- **Extrait du document**:
((
Comme on l'imagine, l'exemple se décline pour toute forme de création immatérielle, qu'il s'agisse de textes, de sons ou d'images. Il ne se trouve d'ailleurs personne pour prétendre concevoir une mesure technique de protection infaillible : dans le meilleur des cas, elle résiste quelque mois à la créativité des hommes. C'est ce constat qui a mis un terme, vers la fin des années 80, à la course aux mesures techniques de protection. Dans la décade qui a suivi, elles ont progressivement disparu. L'internet s'est développé avec le succès que l'on sait, propulsant sur les réseaux une grande richesse de créations immatérielles dont l'immense majorité n'est protégée par aucune mesure technique. Les auteurs de l'immatériel, participants activement à cette évolution, ne sont pas pour autant privés de moyens légaux pour protéger leurs droits et les défendent chaque jour grâce au droit d'auteur que nous connaissons.
... quelques puissantes multinationales ont vu dans les mutations techniques l'opportunité de modifier les lois afin d'acquérir un contrôle nouveau sur chaque citoyen. Constituées en lobby, elles ont reclamé et obtenu en 1996 un traité international (Traité OMPI sur le droit d'auteur) imposant aux États signataires de prendre des mesures légales appropriées pour punir le contournement de mesures techniques de protection.
Absurdité, comme le montre Loic Dachary. En effet, l'auteur n'est en rien floué par le choix que vous faites de tel ou tel support pour lire, écouter ou regarder son œuvre. Le support n'a rien à voir avec la contrefaçon. Toutes ces histoires n'ont rien à voir non plus avec les droits de l'auteur.
... l'objectif recherché n'est ni la punition des contrefacteurs ni la défense des intérêts légitimes de l'auteur. Il s'agit d'instituer un contrôle.
Un contrôle ?
L'inventeur d'une mesure technique de protection prétend détenir un monopole sur son utilisation. Il entend ainsi imposer à tous des conditions contractuelles, dont il détermine les termes à sa convenance, et qui contrôlent le fonctionnement de tout dispositif qui met en œuvre la mesure technique de protection. Par exemple, si un créateur de logiciel permettant de lire un DVD demande la permission à l'inventeur de CSS, il l'obtiendra à condition que son logiciel se comporte d'une certaine façon. Le logiciel devra, entre autre, interdire à l'utilisateur de passer outre la séquence d'introduction contenant diverses publicités. L'inventeur de CSS a attaqué en justice le créateur de DeCSS car il lui devenait impossible d'imposer ses conditions contractuelles, il perdait le contrôle.
))
- **Données de l'exercice**:
((
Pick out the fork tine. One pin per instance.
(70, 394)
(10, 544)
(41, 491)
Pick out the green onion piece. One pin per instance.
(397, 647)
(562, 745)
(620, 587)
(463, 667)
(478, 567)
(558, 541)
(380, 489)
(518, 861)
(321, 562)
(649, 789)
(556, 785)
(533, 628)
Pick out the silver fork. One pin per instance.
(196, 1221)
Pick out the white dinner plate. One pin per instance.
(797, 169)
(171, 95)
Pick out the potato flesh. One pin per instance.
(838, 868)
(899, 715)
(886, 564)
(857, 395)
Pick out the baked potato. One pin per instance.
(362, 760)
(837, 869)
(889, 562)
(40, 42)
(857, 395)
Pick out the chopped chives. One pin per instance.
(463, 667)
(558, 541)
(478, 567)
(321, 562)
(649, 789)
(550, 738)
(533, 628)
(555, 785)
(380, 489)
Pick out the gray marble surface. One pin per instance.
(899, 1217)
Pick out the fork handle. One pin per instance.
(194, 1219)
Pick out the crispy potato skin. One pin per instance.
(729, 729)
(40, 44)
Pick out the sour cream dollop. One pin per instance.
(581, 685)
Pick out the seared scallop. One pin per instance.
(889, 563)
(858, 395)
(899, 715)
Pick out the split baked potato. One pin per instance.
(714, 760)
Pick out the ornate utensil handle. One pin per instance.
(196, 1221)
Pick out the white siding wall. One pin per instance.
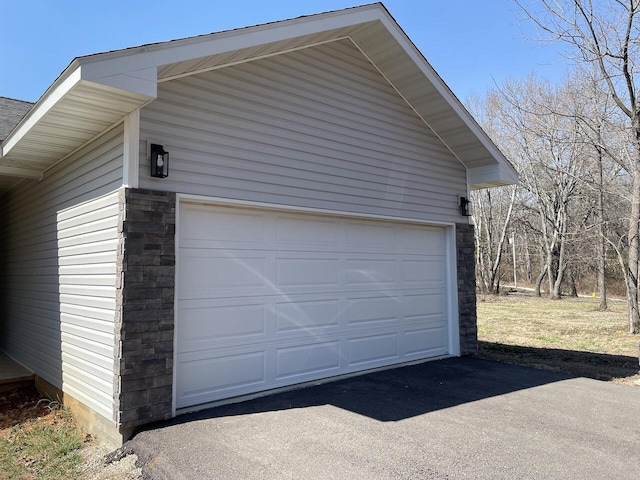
(318, 128)
(59, 275)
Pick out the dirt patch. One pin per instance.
(25, 409)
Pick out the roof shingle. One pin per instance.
(11, 112)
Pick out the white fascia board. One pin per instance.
(140, 81)
(41, 108)
(407, 45)
(145, 59)
(491, 175)
(20, 172)
(131, 154)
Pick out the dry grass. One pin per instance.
(569, 335)
(39, 440)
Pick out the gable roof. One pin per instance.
(96, 91)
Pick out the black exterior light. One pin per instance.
(465, 207)
(159, 161)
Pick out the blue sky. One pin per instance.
(470, 43)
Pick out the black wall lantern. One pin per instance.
(465, 207)
(159, 161)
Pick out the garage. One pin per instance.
(268, 298)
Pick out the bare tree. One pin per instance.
(605, 34)
(491, 215)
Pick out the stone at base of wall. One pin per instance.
(99, 427)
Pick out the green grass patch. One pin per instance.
(43, 448)
(569, 335)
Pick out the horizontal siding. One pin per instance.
(60, 238)
(318, 128)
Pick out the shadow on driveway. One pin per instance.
(448, 419)
(397, 393)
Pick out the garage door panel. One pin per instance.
(424, 305)
(307, 315)
(425, 341)
(372, 271)
(206, 378)
(360, 311)
(202, 272)
(310, 272)
(202, 326)
(239, 226)
(307, 360)
(371, 236)
(307, 232)
(307, 297)
(373, 348)
(423, 271)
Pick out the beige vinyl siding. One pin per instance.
(60, 238)
(319, 127)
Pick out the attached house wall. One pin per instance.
(59, 239)
(319, 127)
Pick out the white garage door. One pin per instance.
(268, 299)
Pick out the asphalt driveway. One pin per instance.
(456, 418)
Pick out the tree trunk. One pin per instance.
(601, 243)
(539, 281)
(634, 225)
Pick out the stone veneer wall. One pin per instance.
(466, 289)
(144, 333)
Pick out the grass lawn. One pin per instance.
(568, 335)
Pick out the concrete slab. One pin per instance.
(457, 418)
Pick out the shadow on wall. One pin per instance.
(598, 366)
(397, 393)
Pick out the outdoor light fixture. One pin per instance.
(159, 161)
(465, 207)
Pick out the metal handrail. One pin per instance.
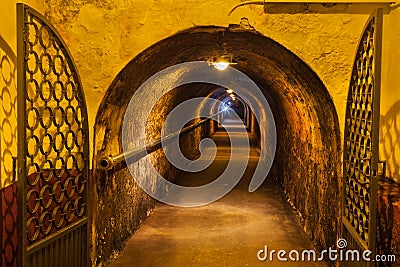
(137, 153)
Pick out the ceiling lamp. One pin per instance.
(221, 63)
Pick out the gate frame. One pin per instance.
(22, 13)
(377, 16)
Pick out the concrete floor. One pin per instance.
(228, 232)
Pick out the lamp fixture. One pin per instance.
(221, 63)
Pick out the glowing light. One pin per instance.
(221, 65)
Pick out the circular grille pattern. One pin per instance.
(359, 136)
(56, 131)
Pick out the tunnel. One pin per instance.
(306, 165)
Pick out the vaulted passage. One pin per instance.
(228, 232)
(305, 169)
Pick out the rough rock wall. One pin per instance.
(104, 35)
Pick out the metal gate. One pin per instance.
(53, 148)
(361, 143)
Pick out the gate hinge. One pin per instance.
(14, 177)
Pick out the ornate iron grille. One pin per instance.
(53, 138)
(361, 139)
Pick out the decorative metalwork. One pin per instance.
(8, 113)
(8, 226)
(361, 138)
(53, 134)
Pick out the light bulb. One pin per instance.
(221, 65)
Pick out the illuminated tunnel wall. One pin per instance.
(307, 161)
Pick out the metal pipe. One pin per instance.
(392, 5)
(135, 154)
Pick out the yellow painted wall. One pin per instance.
(8, 94)
(104, 35)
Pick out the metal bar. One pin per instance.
(354, 234)
(263, 3)
(107, 163)
(21, 114)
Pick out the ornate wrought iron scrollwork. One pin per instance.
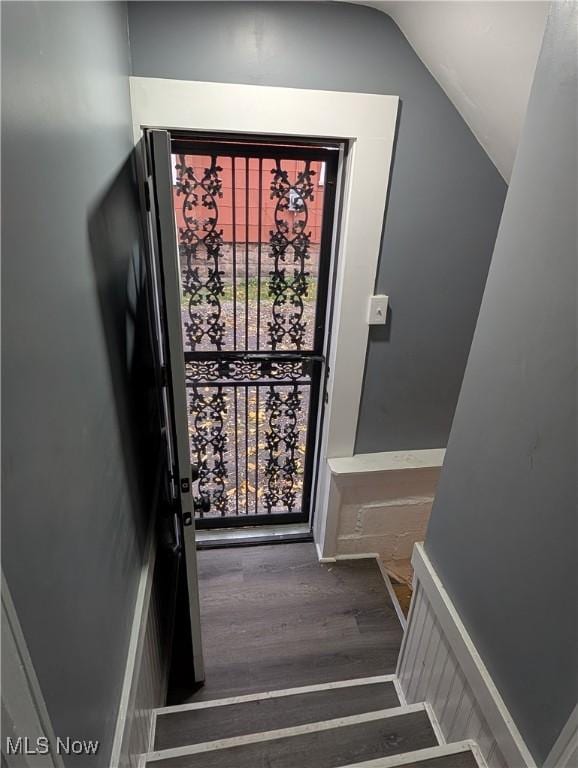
(289, 242)
(281, 441)
(208, 410)
(202, 283)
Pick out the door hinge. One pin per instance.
(147, 192)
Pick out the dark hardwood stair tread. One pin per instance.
(176, 729)
(332, 748)
(459, 760)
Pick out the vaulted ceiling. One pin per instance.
(483, 55)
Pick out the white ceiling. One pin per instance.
(483, 54)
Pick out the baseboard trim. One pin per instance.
(134, 729)
(439, 664)
(564, 753)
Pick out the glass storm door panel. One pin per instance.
(254, 226)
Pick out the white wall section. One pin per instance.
(381, 502)
(439, 664)
(368, 123)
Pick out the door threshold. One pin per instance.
(253, 536)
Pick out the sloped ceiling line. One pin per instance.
(483, 55)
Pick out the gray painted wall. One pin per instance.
(503, 531)
(72, 520)
(445, 201)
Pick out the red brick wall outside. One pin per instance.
(225, 203)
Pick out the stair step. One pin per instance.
(211, 721)
(328, 744)
(456, 755)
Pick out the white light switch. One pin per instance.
(377, 310)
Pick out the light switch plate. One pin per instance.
(377, 310)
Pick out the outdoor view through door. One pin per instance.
(254, 227)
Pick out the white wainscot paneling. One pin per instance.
(382, 502)
(438, 664)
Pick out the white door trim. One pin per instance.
(368, 123)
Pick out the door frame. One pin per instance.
(367, 122)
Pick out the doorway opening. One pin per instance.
(254, 226)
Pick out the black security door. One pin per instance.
(254, 224)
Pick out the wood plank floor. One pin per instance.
(273, 617)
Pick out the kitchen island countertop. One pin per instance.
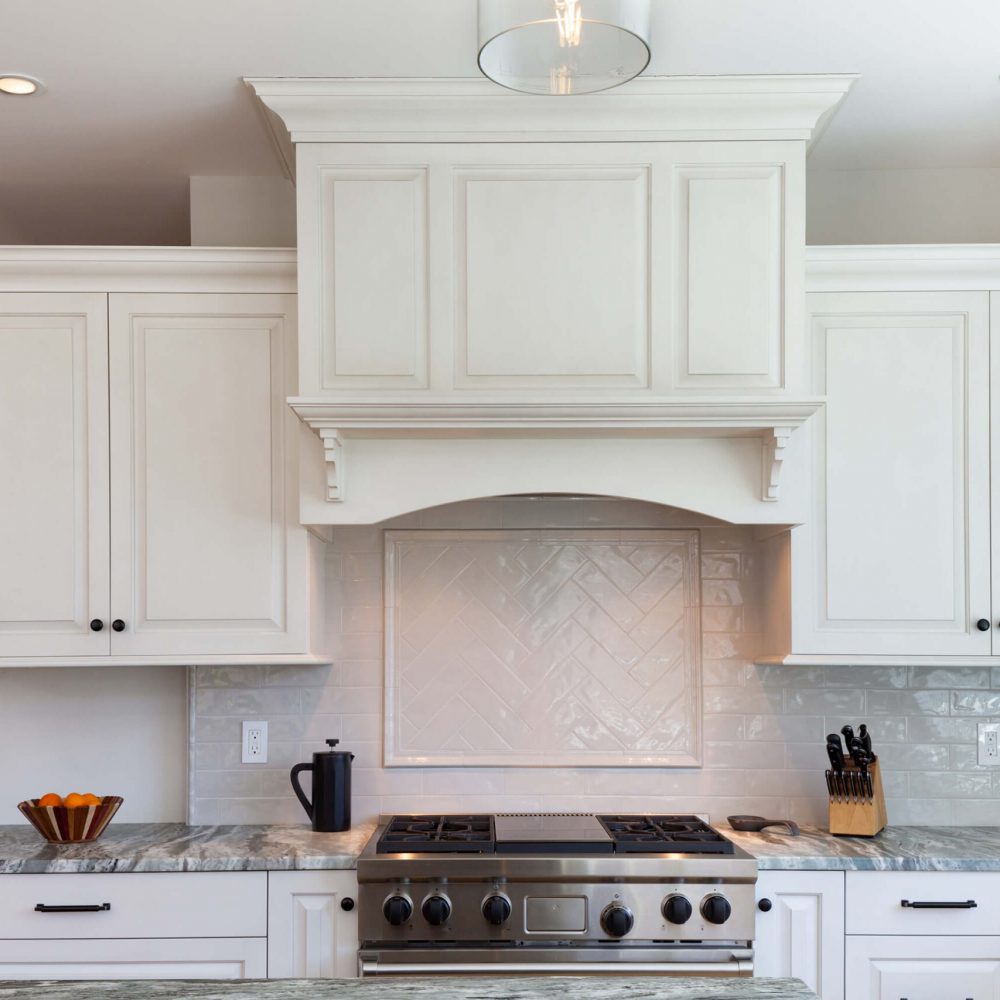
(896, 848)
(177, 847)
(438, 988)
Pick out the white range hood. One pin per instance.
(505, 294)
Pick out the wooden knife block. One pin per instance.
(860, 819)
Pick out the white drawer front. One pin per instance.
(172, 904)
(178, 958)
(875, 903)
(923, 968)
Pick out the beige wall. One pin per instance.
(242, 212)
(952, 205)
(107, 730)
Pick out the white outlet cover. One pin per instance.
(989, 744)
(254, 742)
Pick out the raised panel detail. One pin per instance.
(310, 935)
(543, 648)
(923, 968)
(54, 489)
(729, 260)
(552, 276)
(198, 474)
(174, 958)
(802, 935)
(374, 277)
(900, 539)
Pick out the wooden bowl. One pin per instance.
(77, 825)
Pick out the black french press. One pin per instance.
(330, 809)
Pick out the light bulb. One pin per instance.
(569, 18)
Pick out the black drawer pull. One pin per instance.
(92, 908)
(969, 904)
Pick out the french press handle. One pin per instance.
(306, 804)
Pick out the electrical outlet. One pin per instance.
(989, 744)
(254, 742)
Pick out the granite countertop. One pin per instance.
(176, 847)
(896, 848)
(438, 988)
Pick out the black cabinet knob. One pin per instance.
(617, 920)
(496, 910)
(436, 910)
(716, 909)
(397, 910)
(677, 909)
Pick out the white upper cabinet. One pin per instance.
(199, 505)
(150, 494)
(54, 527)
(645, 269)
(896, 556)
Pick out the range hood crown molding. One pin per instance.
(316, 109)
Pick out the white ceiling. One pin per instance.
(142, 94)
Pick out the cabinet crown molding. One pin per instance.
(147, 269)
(475, 109)
(903, 267)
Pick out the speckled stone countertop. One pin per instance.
(896, 848)
(176, 847)
(430, 987)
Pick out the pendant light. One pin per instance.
(563, 46)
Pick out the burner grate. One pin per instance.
(664, 834)
(423, 834)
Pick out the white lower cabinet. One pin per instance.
(923, 968)
(179, 925)
(312, 925)
(171, 958)
(923, 936)
(801, 934)
(174, 925)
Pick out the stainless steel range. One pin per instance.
(576, 893)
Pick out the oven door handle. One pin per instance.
(738, 967)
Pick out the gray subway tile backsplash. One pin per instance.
(763, 726)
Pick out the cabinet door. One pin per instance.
(175, 958)
(896, 558)
(310, 933)
(923, 968)
(200, 547)
(54, 487)
(633, 268)
(802, 935)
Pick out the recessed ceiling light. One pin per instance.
))
- **Consigne 1**: D'après l'extrait sur les mesures techniques de protection, en quelle année le traité de l'OMPI sur le droit d'auteur a-t-il été obtenu ?
- **Consigne 2**: Repérez toutes les lignes des enregistrements où figure la chaîne « painted », puis recopiez-les.
L'extrait et les enregistrements constituent deux documents indépendants l'un de l'autre.

- **Résultat 1**: Ce traité a été obtenu en 1996.

- **Résultat 2**:
Pick out the yellow painted wall. One pin per instance.
Pick out the gray painted wall. One pin per instance.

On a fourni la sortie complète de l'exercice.